## [Requirement]
Please output all the entries word for word, without the pictures.

## [Provided material]
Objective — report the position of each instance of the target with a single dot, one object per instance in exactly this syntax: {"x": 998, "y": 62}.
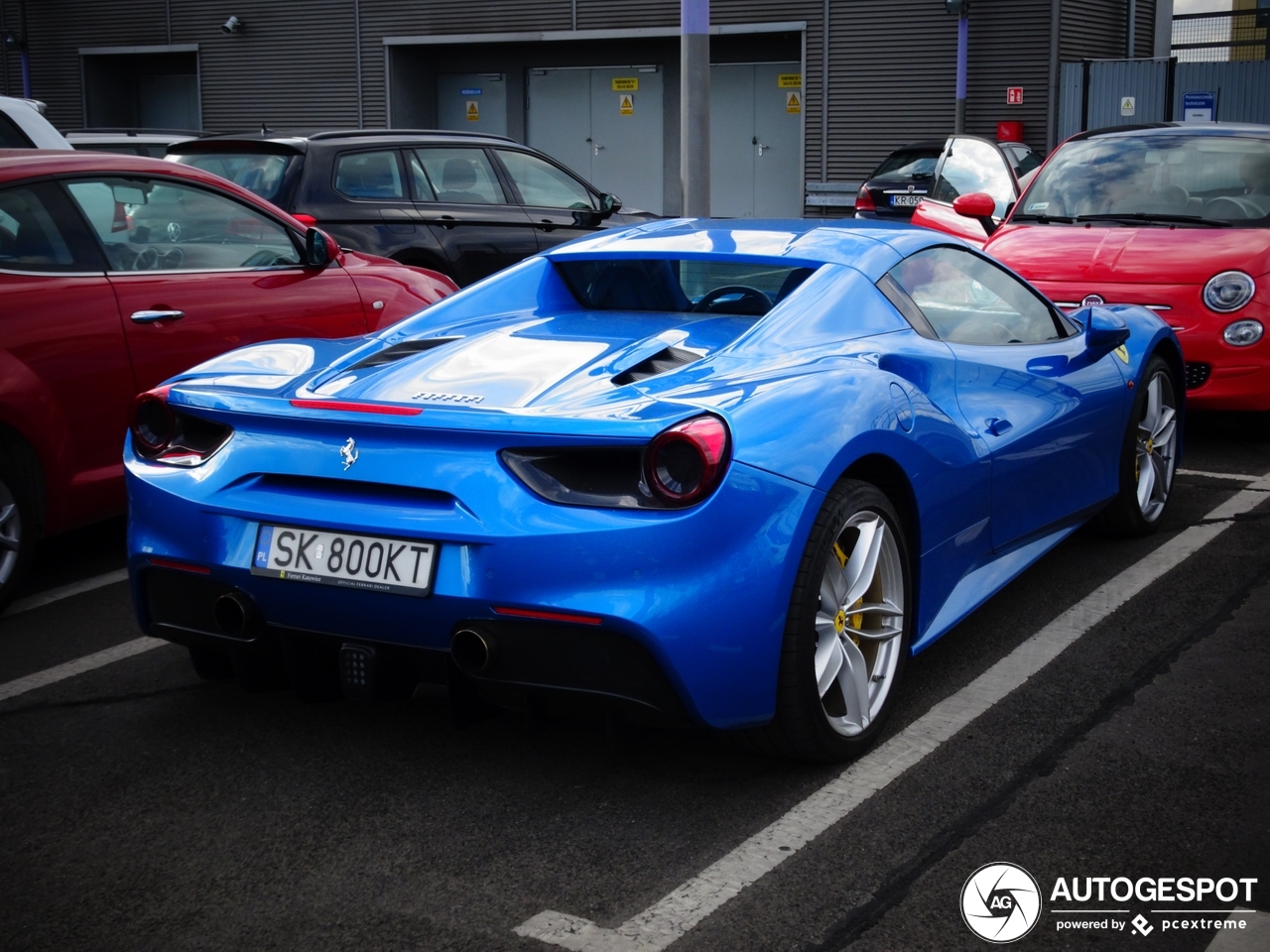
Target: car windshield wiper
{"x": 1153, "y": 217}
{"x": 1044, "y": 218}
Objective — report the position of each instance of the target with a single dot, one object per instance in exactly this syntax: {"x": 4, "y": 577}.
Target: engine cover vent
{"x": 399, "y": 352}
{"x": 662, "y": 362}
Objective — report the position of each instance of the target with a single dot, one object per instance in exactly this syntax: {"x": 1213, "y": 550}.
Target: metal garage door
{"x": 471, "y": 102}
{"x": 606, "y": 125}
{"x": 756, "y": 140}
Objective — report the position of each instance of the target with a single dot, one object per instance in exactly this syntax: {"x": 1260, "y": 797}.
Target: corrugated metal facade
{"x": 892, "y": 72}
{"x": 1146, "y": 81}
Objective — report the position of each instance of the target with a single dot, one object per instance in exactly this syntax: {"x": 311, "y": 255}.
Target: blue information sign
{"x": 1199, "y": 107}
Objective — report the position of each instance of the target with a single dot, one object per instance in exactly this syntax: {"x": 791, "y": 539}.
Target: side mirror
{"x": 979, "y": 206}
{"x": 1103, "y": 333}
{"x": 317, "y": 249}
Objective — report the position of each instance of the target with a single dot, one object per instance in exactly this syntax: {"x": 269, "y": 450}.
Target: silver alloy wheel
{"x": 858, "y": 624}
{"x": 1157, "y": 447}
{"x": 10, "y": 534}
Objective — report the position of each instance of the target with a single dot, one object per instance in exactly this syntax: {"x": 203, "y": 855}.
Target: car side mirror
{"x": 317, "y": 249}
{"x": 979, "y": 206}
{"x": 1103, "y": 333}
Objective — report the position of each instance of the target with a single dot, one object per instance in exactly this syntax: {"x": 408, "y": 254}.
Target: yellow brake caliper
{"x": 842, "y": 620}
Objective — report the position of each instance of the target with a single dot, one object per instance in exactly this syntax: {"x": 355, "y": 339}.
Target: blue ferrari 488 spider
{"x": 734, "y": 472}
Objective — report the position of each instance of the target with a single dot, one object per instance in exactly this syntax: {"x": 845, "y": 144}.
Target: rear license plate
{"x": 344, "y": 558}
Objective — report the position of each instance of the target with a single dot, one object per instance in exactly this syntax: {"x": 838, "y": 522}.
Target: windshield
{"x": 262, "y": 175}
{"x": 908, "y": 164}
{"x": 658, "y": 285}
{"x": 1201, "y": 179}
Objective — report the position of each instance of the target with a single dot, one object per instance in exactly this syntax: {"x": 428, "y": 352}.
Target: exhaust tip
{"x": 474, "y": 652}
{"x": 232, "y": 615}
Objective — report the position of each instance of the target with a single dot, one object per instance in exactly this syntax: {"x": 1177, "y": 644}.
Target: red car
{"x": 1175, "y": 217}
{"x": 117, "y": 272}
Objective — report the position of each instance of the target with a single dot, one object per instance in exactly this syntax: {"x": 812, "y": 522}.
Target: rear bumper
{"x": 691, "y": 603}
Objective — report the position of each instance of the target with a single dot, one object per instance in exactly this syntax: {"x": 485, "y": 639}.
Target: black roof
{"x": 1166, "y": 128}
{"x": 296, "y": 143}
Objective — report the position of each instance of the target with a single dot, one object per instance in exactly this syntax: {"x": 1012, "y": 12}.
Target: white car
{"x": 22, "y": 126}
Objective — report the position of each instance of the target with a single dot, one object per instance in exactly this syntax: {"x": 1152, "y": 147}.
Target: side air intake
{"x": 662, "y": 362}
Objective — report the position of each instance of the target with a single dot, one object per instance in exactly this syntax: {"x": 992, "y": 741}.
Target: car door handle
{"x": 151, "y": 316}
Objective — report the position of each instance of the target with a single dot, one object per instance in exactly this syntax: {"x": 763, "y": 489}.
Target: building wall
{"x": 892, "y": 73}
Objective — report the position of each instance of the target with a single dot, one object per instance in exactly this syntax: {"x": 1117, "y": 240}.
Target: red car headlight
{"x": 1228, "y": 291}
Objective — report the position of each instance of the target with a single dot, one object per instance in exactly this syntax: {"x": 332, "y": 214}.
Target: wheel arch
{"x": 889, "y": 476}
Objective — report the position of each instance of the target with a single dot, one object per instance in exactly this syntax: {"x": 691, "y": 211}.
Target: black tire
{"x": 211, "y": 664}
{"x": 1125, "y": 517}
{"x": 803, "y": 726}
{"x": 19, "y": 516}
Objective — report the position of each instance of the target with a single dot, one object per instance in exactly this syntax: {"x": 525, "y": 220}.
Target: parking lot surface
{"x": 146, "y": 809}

## [Exercise response]
Objective — report the position of each instance of the target with a single dot, one object per instance in exactly this syntax: {"x": 998, "y": 62}.
Target: car windshield wiper
{"x": 1153, "y": 217}
{"x": 1044, "y": 218}
Objective — report the position of each instance of the target with a single dot, one object per instance in exactly this syntax: {"x": 4, "y": 577}.
Target: engine cover vent
{"x": 399, "y": 352}
{"x": 662, "y": 362}
Objective — report the position of each instance of the target with a single dot, one object per instance in exactly this syntax: {"x": 1213, "y": 550}.
Target: metal garage door
{"x": 471, "y": 102}
{"x": 606, "y": 125}
{"x": 756, "y": 140}
Objective — report the position of each instance of the target with a single dot, one object per instance in exactly this syntax: {"x": 1260, "y": 797}.
Target: corrugated metal facade
{"x": 892, "y": 72}
{"x": 1146, "y": 81}
Objective — report the position of each instance of the target with a single dot, one object per instance in exactly this syntax: {"x": 311, "y": 255}.
Target: blue information sign
{"x": 1199, "y": 107}
Objective — report the position of each instance of the target with a single dot, one object per instance in exactly this syntax: {"x": 791, "y": 539}.
Target: side mirror
{"x": 979, "y": 206}
{"x": 1103, "y": 333}
{"x": 317, "y": 249}
Objective — report the position of each instance of the target with a single dot, one object per instance in exactly this syntax: {"x": 269, "y": 450}.
Target: silver alloy wheel
{"x": 858, "y": 624}
{"x": 1157, "y": 447}
{"x": 10, "y": 534}
Objective — report the position of each instance of the target with a single dot, one object per instance in exactly this syntax: {"x": 203, "y": 855}.
Target: car side mirror
{"x": 317, "y": 249}
{"x": 979, "y": 206}
{"x": 1103, "y": 333}
Objective — report the position of each instance of the target with a single dot, one object per instance in exactly this syntax: {"x": 408, "y": 254}.
Target: yellow brake caliper
{"x": 842, "y": 620}
Objective — report the position of each instance of the target with a single dot, one object per instance in exactly this syntax: {"x": 355, "y": 339}.
Target: blue ferrari 488 spider
{"x": 734, "y": 472}
Objective — report the position of each instance of the target with a single dot, one object per instance in exactly this syntax: {"x": 845, "y": 144}.
Target: rear license plate
{"x": 344, "y": 558}
Objective — report the position of each instance of the target with a single dot, one object per instance in exactly this syntax: {"x": 838, "y": 522}.
Target: windshield
{"x": 262, "y": 175}
{"x": 908, "y": 164}
{"x": 658, "y": 285}
{"x": 1201, "y": 179}
Objective — report the position of each instance of the target with a single dot, one object per instance in exactly this syntax: {"x": 428, "y": 352}.
Target: exhaust tip
{"x": 474, "y": 652}
{"x": 232, "y": 615}
Objective — report the position of each instance of the target with a single dot, one object per instance in exactly this syntax: {"x": 1177, "y": 644}.
Target: red car
{"x": 1175, "y": 217}
{"x": 117, "y": 272}
Objective — report the position of each instance of the target with a single dot, one object per instance in exactly this syntax: {"x": 812, "y": 522}.
Target: rear bumper
{"x": 691, "y": 603}
Objective — report the position of each instance of the target with a single dot, one object per instance in exactly this syntax: {"x": 485, "y": 639}.
Target: black roof
{"x": 1166, "y": 128}
{"x": 296, "y": 143}
Objective — report the position of each instance of the target with a single dot, one object per instance in exactly this syntax: {"x": 1012, "y": 12}.
Target: white car
{"x": 22, "y": 126}
Objective — report the position of each instance of the target with a single dot, one object per instance in exactly this syntax: {"x": 1152, "y": 147}.
Target: side air intake
{"x": 662, "y": 362}
Objective — report the position of each instance of the target with a single dot, one object per instance in exactly this syntax: {"x": 992, "y": 741}.
Target: car door handle
{"x": 151, "y": 316}
Objective — report the position of each instance of the target with a single dot, one object per instance in exactly this syntax: {"x": 763, "y": 489}.
Target: building wall
{"x": 892, "y": 73}
Objective — report the position of each instance of the target with a single dot, one object per instance in exactly this syntax: {"x": 1117, "y": 240}.
Target: red car headlight
{"x": 1228, "y": 291}
Objective — report the position of each instance of the target with a single dot, one object per instance in exactly this syntax: {"x": 332, "y": 214}.
Target: wheel arch
{"x": 889, "y": 476}
Objective — report the position of each instance of the target with a single dot, one object per instance in exactly this syntax: {"x": 691, "y": 211}.
Target: black tire
{"x": 211, "y": 664}
{"x": 1125, "y": 517}
{"x": 803, "y": 726}
{"x": 19, "y": 516}
Objective — report the position of each instance of the target with a single dot, one object per instance in exactly this syntax: {"x": 525, "y": 220}.
Target: parking lot surface
{"x": 146, "y": 809}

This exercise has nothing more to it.